Image-grounded pointing data:
---+---

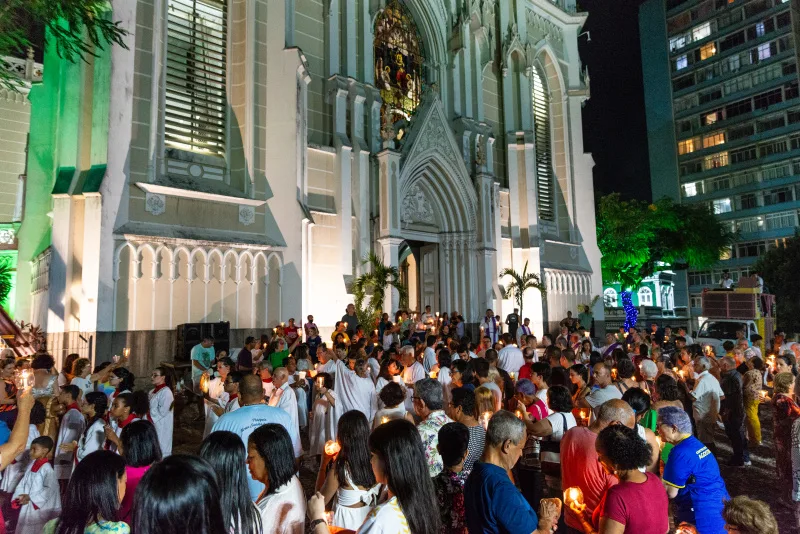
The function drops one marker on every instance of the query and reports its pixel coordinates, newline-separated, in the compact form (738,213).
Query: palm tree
(374,284)
(520,283)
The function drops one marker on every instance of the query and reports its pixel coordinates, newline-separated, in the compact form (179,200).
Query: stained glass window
(398,62)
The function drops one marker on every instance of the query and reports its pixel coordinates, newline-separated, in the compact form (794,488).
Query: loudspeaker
(190,334)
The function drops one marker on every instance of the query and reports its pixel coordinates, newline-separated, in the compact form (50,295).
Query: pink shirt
(580,468)
(624,504)
(135,474)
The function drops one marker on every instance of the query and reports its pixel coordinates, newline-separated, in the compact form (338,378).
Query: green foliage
(637,239)
(75,27)
(373,285)
(520,283)
(6,280)
(779,268)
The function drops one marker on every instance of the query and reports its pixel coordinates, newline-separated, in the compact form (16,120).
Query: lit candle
(485,416)
(332,448)
(573,496)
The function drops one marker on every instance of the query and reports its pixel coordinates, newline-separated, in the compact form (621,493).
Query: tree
(75,27)
(779,268)
(638,239)
(520,283)
(373,284)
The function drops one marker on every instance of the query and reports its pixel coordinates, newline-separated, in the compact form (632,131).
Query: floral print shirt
(429,432)
(449,488)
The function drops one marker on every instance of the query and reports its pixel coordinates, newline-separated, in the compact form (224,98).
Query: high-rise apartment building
(723,120)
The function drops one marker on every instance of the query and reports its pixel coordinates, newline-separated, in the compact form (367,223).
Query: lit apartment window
(764,51)
(722,205)
(194,119)
(713,140)
(686,147)
(715,161)
(676,43)
(707,50)
(690,189)
(645,296)
(701,32)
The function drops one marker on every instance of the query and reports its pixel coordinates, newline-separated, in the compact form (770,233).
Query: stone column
(391,257)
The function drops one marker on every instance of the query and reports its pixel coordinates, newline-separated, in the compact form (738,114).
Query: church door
(429,277)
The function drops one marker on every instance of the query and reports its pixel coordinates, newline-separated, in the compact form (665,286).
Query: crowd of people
(414,428)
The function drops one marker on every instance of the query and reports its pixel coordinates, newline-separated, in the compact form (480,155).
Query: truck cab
(727,311)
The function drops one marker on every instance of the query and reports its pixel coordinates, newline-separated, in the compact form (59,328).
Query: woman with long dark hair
(270,457)
(350,480)
(140,450)
(93,495)
(162,402)
(179,494)
(226,454)
(398,461)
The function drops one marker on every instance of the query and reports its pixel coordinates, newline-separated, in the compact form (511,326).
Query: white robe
(412,375)
(14,472)
(286,401)
(42,488)
(323,424)
(354,393)
(72,426)
(91,440)
(216,391)
(162,417)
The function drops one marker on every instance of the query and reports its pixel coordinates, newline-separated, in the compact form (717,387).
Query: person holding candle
(449,484)
(623,453)
(691,474)
(493,504)
(462,410)
(347,478)
(398,464)
(162,402)
(72,426)
(323,422)
(392,398)
(579,462)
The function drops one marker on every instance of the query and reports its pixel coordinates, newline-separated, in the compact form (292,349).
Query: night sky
(615,129)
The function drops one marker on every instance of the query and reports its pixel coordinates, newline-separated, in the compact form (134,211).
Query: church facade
(241,157)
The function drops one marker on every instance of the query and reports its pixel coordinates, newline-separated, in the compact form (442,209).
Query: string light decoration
(631,313)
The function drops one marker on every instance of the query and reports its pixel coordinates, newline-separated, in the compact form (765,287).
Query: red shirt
(580,468)
(623,503)
(525,371)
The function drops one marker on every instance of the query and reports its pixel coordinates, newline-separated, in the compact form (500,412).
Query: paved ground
(757,481)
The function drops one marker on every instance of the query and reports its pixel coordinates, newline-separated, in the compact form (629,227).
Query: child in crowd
(37,496)
(72,426)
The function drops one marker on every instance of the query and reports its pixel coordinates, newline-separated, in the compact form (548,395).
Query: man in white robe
(413,373)
(283,397)
(161,412)
(72,426)
(37,494)
(355,390)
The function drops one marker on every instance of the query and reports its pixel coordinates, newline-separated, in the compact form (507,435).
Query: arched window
(398,62)
(610,298)
(645,296)
(544,148)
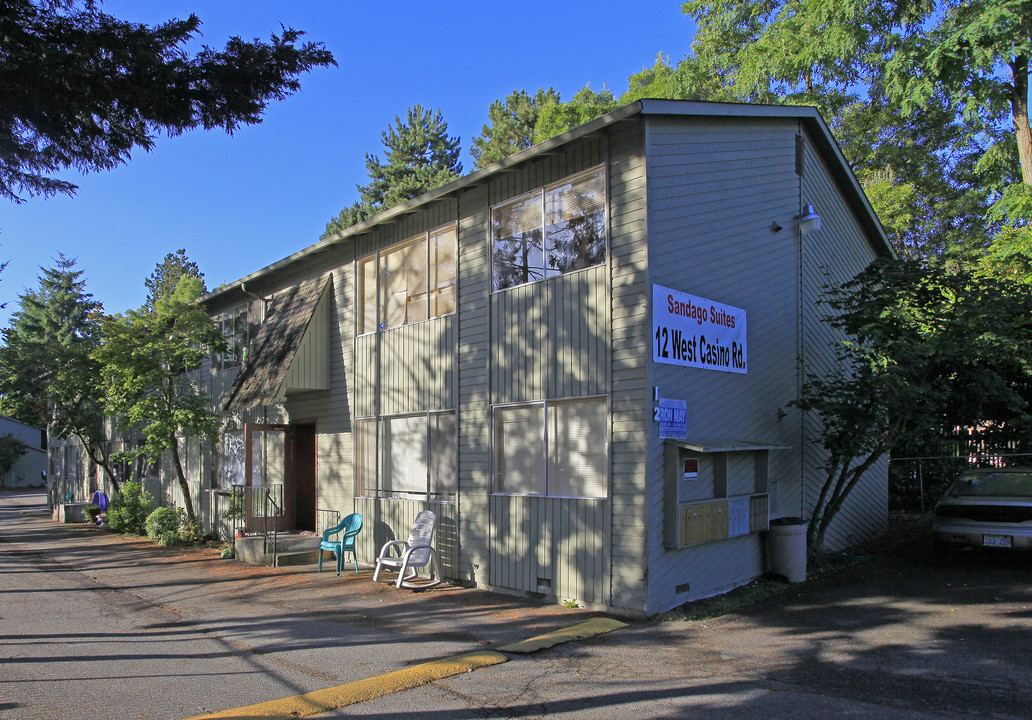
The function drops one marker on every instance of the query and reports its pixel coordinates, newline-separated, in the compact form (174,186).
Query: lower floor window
(407,456)
(557,448)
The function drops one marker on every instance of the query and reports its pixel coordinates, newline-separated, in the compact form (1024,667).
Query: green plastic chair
(348,529)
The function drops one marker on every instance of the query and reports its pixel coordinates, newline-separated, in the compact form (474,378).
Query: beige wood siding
(310,367)
(416,368)
(714,189)
(474,392)
(551,546)
(629,368)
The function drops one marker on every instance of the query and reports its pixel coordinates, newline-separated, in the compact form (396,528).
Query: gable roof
(808,117)
(273,348)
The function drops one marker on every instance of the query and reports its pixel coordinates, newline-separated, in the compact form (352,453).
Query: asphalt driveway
(893,634)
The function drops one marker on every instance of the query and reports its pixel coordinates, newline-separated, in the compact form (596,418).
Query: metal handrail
(267,500)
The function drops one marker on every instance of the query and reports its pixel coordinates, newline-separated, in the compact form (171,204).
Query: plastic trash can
(786,545)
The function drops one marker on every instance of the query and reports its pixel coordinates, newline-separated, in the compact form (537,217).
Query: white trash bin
(786,545)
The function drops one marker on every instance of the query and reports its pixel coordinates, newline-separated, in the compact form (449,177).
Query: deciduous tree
(926,348)
(147,358)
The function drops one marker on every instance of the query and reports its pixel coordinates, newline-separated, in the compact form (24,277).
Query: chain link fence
(915,484)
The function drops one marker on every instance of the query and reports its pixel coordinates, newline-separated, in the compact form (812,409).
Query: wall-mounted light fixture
(809,221)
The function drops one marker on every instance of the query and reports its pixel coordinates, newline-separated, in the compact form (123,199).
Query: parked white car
(986,509)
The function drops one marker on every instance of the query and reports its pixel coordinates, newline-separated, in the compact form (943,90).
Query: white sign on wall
(696,332)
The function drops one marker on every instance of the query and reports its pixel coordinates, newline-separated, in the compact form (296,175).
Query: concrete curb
(360,690)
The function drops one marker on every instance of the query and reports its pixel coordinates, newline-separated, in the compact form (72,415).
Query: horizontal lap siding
(714,190)
(833,255)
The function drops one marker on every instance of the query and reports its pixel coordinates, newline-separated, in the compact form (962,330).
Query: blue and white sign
(695,332)
(673,418)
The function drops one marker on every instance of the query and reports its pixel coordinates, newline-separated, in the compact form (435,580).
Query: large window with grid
(408,282)
(237,326)
(556,229)
(556,448)
(407,456)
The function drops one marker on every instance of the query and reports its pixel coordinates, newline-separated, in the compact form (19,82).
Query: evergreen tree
(352,215)
(511,125)
(556,118)
(82,90)
(420,156)
(47,377)
(166,276)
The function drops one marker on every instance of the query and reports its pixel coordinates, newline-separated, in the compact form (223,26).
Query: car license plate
(996,541)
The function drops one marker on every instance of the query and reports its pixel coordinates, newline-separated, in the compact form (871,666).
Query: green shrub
(129,509)
(190,532)
(91,512)
(163,520)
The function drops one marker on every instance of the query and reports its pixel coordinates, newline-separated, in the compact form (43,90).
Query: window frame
(541,193)
(233,341)
(545,460)
(432,491)
(429,293)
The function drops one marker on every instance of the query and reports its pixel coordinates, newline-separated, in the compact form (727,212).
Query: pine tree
(352,215)
(166,275)
(511,125)
(82,90)
(420,157)
(47,377)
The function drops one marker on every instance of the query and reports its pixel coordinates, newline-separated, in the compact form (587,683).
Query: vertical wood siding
(550,546)
(474,389)
(416,365)
(630,397)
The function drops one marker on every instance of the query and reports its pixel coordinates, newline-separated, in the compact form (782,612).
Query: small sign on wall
(673,419)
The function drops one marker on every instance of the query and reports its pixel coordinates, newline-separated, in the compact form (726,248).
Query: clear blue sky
(238,203)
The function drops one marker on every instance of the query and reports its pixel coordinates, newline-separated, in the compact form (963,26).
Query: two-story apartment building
(581,357)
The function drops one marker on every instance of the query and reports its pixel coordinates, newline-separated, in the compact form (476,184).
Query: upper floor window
(408,283)
(556,229)
(236,329)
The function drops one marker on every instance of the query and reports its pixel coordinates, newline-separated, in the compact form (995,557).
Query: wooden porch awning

---+---

_What you are asked to do_
In the entries above, restate word for word the lines between the one holding "compact form (812,409)." and the one holding "compact form (123,199).", inclusive, and nothing besides.

_Response_
The function drops one marker on every instance of the query and reports its pixel coordinates, newline-separated, in the compact form (812,409).
Query: wall-mounted light fixture
(809,221)
The function drops one marker on every instance of the query and reports its pixel coordinates, newline-separated, in the compact form (123,199).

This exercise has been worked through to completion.